Blocco di testo:
Il cristianesimo non è affatto basato, secondo Agostino e la tradizione biblica, che per lui è normativa, su immagini e presentimenti mitici, la cui giustificazione si trova ultimamente nella loro utilità politica, ma si richiama invece a quel divino che può essere percepito dall’analisi razionale della realtà. In altri termini: Agostino identifica il monoteismo biblico con le vedute filosofiche sulla fondazione del mondo che si sono formate, secondo diverse varianti, nella filosofia antica. È questo che si intende quando il cristianesimo, a partire dal discorso paolino dell’Areopago in poi, si presenta con la pretesa di essere la religio vera. 

Il che significa: la fede cristiana non si basa sulla poesia e la politica, queste due grandi fonti della religione; si basa sulla conoscenza. Venera quell’Essere che sta a fondamento di tutto ciò che esiste, il “vero Dio”.

Nel cristianesimo, la razionalità è diventata religione e non più il suo avversario. Perché ciò avvenisse, perché il cristianesimo si comprendesse come la vittoria della demitologizzazione, la vittoria della conoscenza e con essa della verità, doveva necessariamente considerarsi come universale ed essere portato a tutti i popoli: non come una religione specifica che ne reprime altre in forza di una specie di imperialismo religioso, ma come la verità che rende superflua l’apparenza. 

Ed è proprio questo che nella vasta tolleranza dei politeismi doveva necessariamente apparire come intollerabile, addirittura come nemico della religione, come “ateismo”. Non si fondava sulla relatività e sulla convertibilità delle immagini, disturbava perciò soprattutto l’utilità politica delle religioni, e metteva così in pericolo i fondamenti dello Stato, nel quale non voleva essere una religione tra le altre, ma la vittoria dell’intelligenza sul mondo delle religioni.

Righe fornite:
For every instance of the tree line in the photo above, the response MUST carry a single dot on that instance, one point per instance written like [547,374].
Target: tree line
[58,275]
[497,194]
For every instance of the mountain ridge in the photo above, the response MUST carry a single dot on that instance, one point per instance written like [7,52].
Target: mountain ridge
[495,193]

Compiti:
1 - Ripeti il passo del testo su Agostino che si apre con le parole contenenti "Il cristianesimo non" e si chiude con "la religio vera.".
2 - Spiega, in base al testo su Agostino, perché il cristianesimo doveva apparire intollerabile nella vasta tolleranza dei politeismi.
Le righe riportate sopra non servono.

Soluzioni:
1 -
Il cristianesimo non è affatto basato, secondo Agostino e la tradizione biblica, che per lui è normativa, su immagini e presentimenti mitici, la cui giustificazione si trova ultimamente nella loro utilità politica, ma si richiama invece a quel divino che può essere percepito dall’analisi razionale della realtà. In altri termini: Agostino identifica il monoteismo biblico con le vedute filosofiche sulla fondazione del mondo che si sono formate, secondo diverse varianti, nella filosofia antica. È questo che si intende quando il cristianesimo, a partire dal discorso paolino dell’Areopago in poi, si presenta con la pretesa di essere la religio vera.

2 - Il cristianesimo non si fondava sulla relatività e sulla convertibilità delle immagini, e per questo disturbava soprattutto l'utilità politica delle religioni. In tal modo metteva in pericolo i fondamenti dello Stato, nel quale non voleva essere una religione tra le altre, ma la vittoria dell'intelligenza sul mondo delle religioni.